Text block:
· · · ·

Streaming GENIE Model

The StreamingGENIE class extends both GENIE and StreamingBase to provide memory-efficient processing of gene-environment interaction analysis for large-scale genomic data.

Model Types

Similar to the GENIE model, the StreamingGENIE model supports three streaming configurations:

G: Basic genetic effects with streaming
G+GxE: Genetic and gene-environment interactions with streaming
G+GxE+NxE: Full model with noise-environment interactions in streaming mode

Class Inheritance

class StreamingGENIE(GENIE, StreamingBase):
    """Memory-efficient implementation of GENIE."""

Key Methods

pre_compute_jackknife_bin(j, all_gen, worker_num)

Pre-computes statistics for each jackknife sample:

Parameters:

j (int) – Jackknife sample index
all_gen (list) – List of genotype matrices for each bin
worker_num (int) – Worker process identifier

def pre_compute_jackknife_bin(j, all_gen, worker_num):
    # Process genetic effects
    for k, X_kj in enumerate(all_gen):
        X_kj = standardize_geno(X_kj)
        M[j][k] = M[num_jack][k] - X_kj.shape[1]

        # Compute genetic statistics
        for b in range(num_random_vec):
            XXz[k][worker_num][b] += compute_XXz(b, X_kj)

            if use_cov:
                UXXz[k][worker_num][b] += compute_UXXz(XXz[k][worker_num][b])
                XXUz[k][worker_num][b] += compute_XXUz(b, X_kj)

        yXXy[k][worker_num] += compute_yXXy(X_kj, pheno)[0][0]

    # Process GxE interactions if enabled
    if genie_model in ["G+GxE", "G+GxE+NxE"]:
        for e in range(num_env):
            for k, X_kj in enumerate(all_gen):
                X_kj_gxe = elem_mul(X_kj, env[:, e].reshape(-1, 1))
                k_gxe = (e + 1) * k + num_bin

                for b in range(num_random_vec):
                    XXz[k_gxe][worker_num][b] += compute_XXz(b, X_kj_gxe)

                    if use_cov:
                        UXXz[k_gxe][worker_num][b] += compute_UXXz(XXz[k_gxe][worker_num][b])
                        XXUz[k_gxe][worker_num][b] += compute_XXUz(b, X_kj_gxe)

· · · ·

Dataset:
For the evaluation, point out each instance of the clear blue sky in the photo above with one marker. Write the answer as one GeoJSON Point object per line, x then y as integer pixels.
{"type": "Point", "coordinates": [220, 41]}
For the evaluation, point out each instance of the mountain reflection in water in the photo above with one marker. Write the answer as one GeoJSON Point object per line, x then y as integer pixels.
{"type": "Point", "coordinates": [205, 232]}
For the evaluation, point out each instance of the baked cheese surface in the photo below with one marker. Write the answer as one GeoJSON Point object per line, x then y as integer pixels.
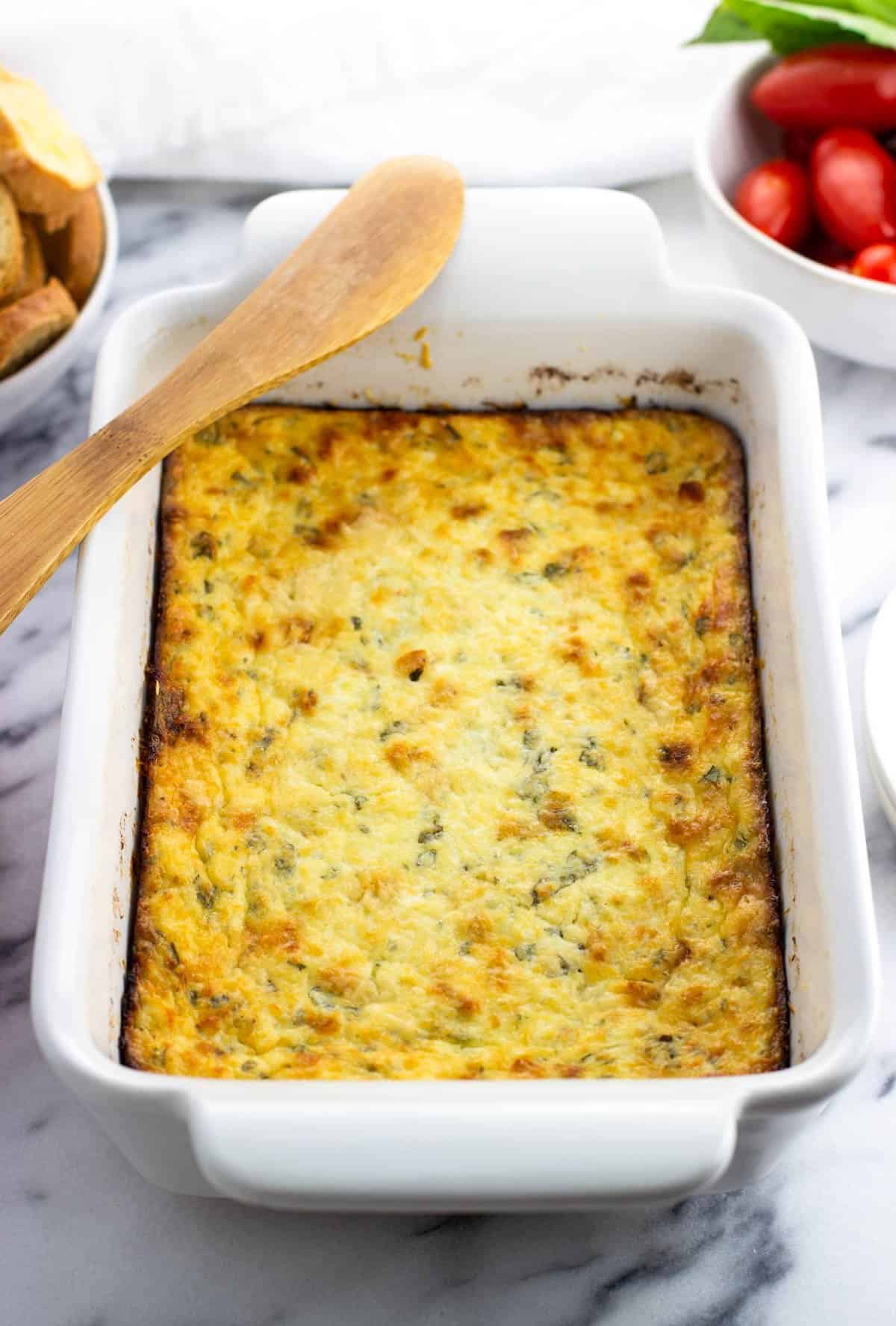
{"type": "Point", "coordinates": [453, 761]}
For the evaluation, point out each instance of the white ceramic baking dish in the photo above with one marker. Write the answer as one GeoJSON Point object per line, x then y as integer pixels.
{"type": "Point", "coordinates": [556, 297]}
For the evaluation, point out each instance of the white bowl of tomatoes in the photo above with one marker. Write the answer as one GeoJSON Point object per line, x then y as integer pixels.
{"type": "Point", "coordinates": [798, 181]}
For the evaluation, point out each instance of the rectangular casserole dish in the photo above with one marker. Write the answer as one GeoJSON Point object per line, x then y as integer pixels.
{"type": "Point", "coordinates": [553, 299]}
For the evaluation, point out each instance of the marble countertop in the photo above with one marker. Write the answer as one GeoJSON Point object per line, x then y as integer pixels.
{"type": "Point", "coordinates": [88, 1243]}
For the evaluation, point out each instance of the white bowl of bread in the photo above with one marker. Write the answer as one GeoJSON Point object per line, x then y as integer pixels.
{"type": "Point", "coordinates": [58, 241]}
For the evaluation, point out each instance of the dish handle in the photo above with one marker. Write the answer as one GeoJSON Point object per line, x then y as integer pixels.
{"type": "Point", "coordinates": [369, 1155]}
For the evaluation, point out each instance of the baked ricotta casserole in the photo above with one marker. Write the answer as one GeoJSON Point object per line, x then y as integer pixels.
{"type": "Point", "coordinates": [453, 756]}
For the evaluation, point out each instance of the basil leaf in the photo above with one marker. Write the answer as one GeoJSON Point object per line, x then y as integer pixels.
{"type": "Point", "coordinates": [724, 25]}
{"type": "Point", "coordinates": [791, 25]}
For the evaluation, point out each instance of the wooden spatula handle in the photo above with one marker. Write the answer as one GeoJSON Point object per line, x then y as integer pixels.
{"type": "Point", "coordinates": [377, 251]}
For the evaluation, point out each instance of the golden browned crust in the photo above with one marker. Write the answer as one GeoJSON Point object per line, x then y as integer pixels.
{"type": "Point", "coordinates": [453, 764]}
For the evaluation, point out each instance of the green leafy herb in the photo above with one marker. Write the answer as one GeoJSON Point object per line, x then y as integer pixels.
{"type": "Point", "coordinates": [791, 25]}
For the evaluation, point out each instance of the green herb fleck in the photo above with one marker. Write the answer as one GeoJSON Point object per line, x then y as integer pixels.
{"type": "Point", "coordinates": [591, 755]}
{"type": "Point", "coordinates": [203, 544]}
{"type": "Point", "coordinates": [206, 894]}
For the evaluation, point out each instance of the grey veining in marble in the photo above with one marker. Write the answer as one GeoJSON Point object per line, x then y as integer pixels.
{"type": "Point", "coordinates": [85, 1242]}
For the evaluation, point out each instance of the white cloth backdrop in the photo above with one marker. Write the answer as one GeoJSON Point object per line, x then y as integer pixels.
{"type": "Point", "coordinates": [573, 92]}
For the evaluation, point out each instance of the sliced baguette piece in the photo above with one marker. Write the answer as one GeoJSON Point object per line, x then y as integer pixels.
{"type": "Point", "coordinates": [75, 253]}
{"type": "Point", "coordinates": [34, 270]}
{"type": "Point", "coordinates": [12, 250]}
{"type": "Point", "coordinates": [29, 325]}
{"type": "Point", "coordinates": [44, 162]}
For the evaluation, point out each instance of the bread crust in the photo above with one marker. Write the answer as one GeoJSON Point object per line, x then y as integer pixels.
{"type": "Point", "coordinates": [75, 253]}
{"type": "Point", "coordinates": [11, 244]}
{"type": "Point", "coordinates": [46, 164]}
{"type": "Point", "coordinates": [29, 325]}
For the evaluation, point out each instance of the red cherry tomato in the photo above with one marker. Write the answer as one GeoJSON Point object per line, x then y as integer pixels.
{"type": "Point", "coordinates": [831, 85]}
{"type": "Point", "coordinates": [877, 263]}
{"type": "Point", "coordinates": [774, 198]}
{"type": "Point", "coordinates": [798, 145]}
{"type": "Point", "coordinates": [821, 248]}
{"type": "Point", "coordinates": [854, 188]}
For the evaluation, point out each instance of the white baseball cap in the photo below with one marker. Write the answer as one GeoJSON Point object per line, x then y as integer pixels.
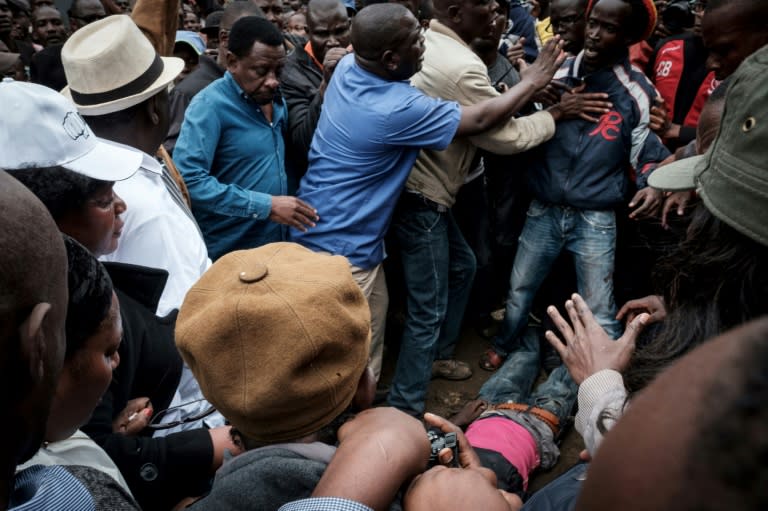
{"type": "Point", "coordinates": [41, 128]}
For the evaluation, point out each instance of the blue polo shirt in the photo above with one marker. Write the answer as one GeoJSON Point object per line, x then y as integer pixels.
{"type": "Point", "coordinates": [366, 142]}
{"type": "Point", "coordinates": [233, 161]}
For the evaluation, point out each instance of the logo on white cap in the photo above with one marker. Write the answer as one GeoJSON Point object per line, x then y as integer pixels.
{"type": "Point", "coordinates": [75, 126]}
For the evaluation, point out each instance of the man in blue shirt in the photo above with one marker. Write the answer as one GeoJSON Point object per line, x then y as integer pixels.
{"type": "Point", "coordinates": [231, 151]}
{"type": "Point", "coordinates": [370, 131]}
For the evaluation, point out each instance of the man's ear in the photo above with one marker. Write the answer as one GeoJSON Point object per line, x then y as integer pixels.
{"type": "Point", "coordinates": [366, 391]}
{"type": "Point", "coordinates": [224, 38]}
{"type": "Point", "coordinates": [152, 110]}
{"type": "Point", "coordinates": [231, 60]}
{"type": "Point", "coordinates": [32, 342]}
{"type": "Point", "coordinates": [390, 60]}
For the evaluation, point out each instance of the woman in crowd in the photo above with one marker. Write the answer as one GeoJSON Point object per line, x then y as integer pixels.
{"type": "Point", "coordinates": [159, 471]}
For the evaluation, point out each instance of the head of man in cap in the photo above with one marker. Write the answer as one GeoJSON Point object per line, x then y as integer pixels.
{"type": "Point", "coordinates": [33, 308]}
{"type": "Point", "coordinates": [47, 26]}
{"type": "Point", "coordinates": [278, 338]}
{"type": "Point", "coordinates": [11, 65]}
{"type": "Point", "coordinates": [84, 12]}
{"type": "Point", "coordinates": [119, 83]}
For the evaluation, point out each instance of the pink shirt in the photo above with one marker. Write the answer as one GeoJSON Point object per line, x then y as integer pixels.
{"type": "Point", "coordinates": [509, 439]}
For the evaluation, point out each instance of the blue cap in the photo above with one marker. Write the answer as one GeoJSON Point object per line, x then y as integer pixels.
{"type": "Point", "coordinates": [191, 38]}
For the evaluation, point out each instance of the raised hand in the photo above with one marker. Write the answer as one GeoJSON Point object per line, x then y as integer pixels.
{"type": "Point", "coordinates": [294, 212]}
{"type": "Point", "coordinates": [588, 348]}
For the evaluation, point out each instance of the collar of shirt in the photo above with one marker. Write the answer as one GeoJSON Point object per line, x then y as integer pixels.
{"type": "Point", "coordinates": [439, 28]}
{"type": "Point", "coordinates": [311, 53]}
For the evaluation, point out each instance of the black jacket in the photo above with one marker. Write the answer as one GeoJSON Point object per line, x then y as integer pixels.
{"type": "Point", "coordinates": [159, 471]}
{"type": "Point", "coordinates": [299, 83]}
{"type": "Point", "coordinates": [181, 96]}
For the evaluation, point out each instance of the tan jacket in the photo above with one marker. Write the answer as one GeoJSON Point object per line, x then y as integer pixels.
{"type": "Point", "coordinates": [452, 71]}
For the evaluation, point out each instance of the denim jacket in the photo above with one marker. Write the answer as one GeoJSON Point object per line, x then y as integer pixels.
{"type": "Point", "coordinates": [590, 165]}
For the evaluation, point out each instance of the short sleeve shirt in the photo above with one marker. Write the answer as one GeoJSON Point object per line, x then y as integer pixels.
{"type": "Point", "coordinates": [367, 139]}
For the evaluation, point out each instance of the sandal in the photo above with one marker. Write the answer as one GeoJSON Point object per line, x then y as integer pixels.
{"type": "Point", "coordinates": [490, 361]}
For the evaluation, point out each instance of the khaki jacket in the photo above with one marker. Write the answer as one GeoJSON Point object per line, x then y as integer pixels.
{"type": "Point", "coordinates": [452, 71]}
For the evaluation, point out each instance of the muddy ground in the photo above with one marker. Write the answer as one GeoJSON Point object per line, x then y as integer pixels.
{"type": "Point", "coordinates": [447, 397]}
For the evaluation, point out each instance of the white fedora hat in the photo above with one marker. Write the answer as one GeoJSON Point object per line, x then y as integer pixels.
{"type": "Point", "coordinates": [40, 128]}
{"type": "Point", "coordinates": [110, 66]}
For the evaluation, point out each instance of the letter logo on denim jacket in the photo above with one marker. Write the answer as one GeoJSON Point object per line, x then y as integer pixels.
{"type": "Point", "coordinates": [609, 125]}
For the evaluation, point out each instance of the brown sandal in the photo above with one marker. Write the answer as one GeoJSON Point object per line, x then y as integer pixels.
{"type": "Point", "coordinates": [490, 361]}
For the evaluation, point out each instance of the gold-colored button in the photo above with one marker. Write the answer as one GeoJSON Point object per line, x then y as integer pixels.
{"type": "Point", "coordinates": [253, 274]}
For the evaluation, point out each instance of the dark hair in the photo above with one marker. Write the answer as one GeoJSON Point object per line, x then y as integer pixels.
{"type": "Point", "coordinates": [641, 20]}
{"type": "Point", "coordinates": [125, 116]}
{"type": "Point", "coordinates": [729, 447]}
{"type": "Point", "coordinates": [236, 10]}
{"type": "Point", "coordinates": [90, 295]}
{"type": "Point", "coordinates": [62, 191]}
{"type": "Point", "coordinates": [377, 29]}
{"type": "Point", "coordinates": [754, 14]}
{"type": "Point", "coordinates": [716, 279]}
{"type": "Point", "coordinates": [249, 30]}
{"type": "Point", "coordinates": [720, 91]}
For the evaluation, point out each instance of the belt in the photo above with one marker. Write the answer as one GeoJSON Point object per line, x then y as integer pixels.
{"type": "Point", "coordinates": [418, 199]}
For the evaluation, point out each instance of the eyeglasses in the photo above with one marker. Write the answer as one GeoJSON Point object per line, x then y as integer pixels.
{"type": "Point", "coordinates": [567, 21]}
{"type": "Point", "coordinates": [698, 5]}
{"type": "Point", "coordinates": [155, 422]}
{"type": "Point", "coordinates": [89, 19]}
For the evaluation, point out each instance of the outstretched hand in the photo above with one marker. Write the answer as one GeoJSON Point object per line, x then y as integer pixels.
{"type": "Point", "coordinates": [467, 456]}
{"type": "Point", "coordinates": [550, 58]}
{"type": "Point", "coordinates": [584, 105]}
{"type": "Point", "coordinates": [134, 417]}
{"type": "Point", "coordinates": [588, 348]}
{"type": "Point", "coordinates": [646, 203]}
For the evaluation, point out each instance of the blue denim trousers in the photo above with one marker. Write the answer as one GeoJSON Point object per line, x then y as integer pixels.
{"type": "Point", "coordinates": [438, 267]}
{"type": "Point", "coordinates": [513, 381]}
{"type": "Point", "coordinates": [590, 237]}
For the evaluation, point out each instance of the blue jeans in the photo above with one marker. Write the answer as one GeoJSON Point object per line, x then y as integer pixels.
{"type": "Point", "coordinates": [561, 493]}
{"type": "Point", "coordinates": [438, 267]}
{"type": "Point", "coordinates": [513, 381]}
{"type": "Point", "coordinates": [590, 236]}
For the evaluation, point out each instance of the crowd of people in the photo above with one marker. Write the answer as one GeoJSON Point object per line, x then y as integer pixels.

· · · ·

Work instructions:
1. In the Streaming GENIE page, for what purpose does the StreamingGENIE class extend both GENIE and StreamingBase? Answer in one to three sentences.
2. Write the next part of the Streaming GENIE page, starting right after its last line.

Answers to the exercise:
1. StreamingGENIE extends both GENIE and StreamingBase to provide memory-efficient processing of gene-environment interaction analysis for large-scale genomic data.

2.
                yXXy[k_gxe][worker_num] += compute_yXXy(X_kj_gxe, pheno)[0][0]

pre_compute_jackknife_bin_pass_2(j, all_gen)

Performs second pass computation for jackknife estimates:

Parameters:

j (int) – Jackknife sample index
all_gen (list) – List of genotype matrices for each bin

def pre_compute_jackknife_bin_pass_2(j, all_gen):
    # Process genetic effects
    for k, X_kj in enumerate(all_gen):
        X_kj = standardize_geno(X_kj) if j != num_jack else 0
        process_genetic_pass_2(X_kj, k, j)

    # Process GxE interactions
    if genie_model in ["G+GxE", "G+GxE+NxE"]:
        for e in range(num_env):
            for k, X_kj in enumerate(all_gen):
                X_kj_gxe = compute_gxe_interaction(X_kj, e, j)
                process_gxe_pass_2(X_kj_gxe, k, e, j)

Other Methods to Override the Base Class

Similar to the GENIE model which override the base class’s estimate method to return also the adjusted sigma results based on the traces, the StreamingGENIE model overrides the following methods from the BaseStreaming class.

Since the estimate method calls the _estimate_worker method, we need to override the _estimate_worker method as well.

_estimate_worker(self, worker_num, method, start_j, end_j, result_queue, trace_sum):

This method is overridden because for StreamingGENIE, the heritability should be computed with the traces. Thus, the adjusted sigma estimated based on the traces is also returned.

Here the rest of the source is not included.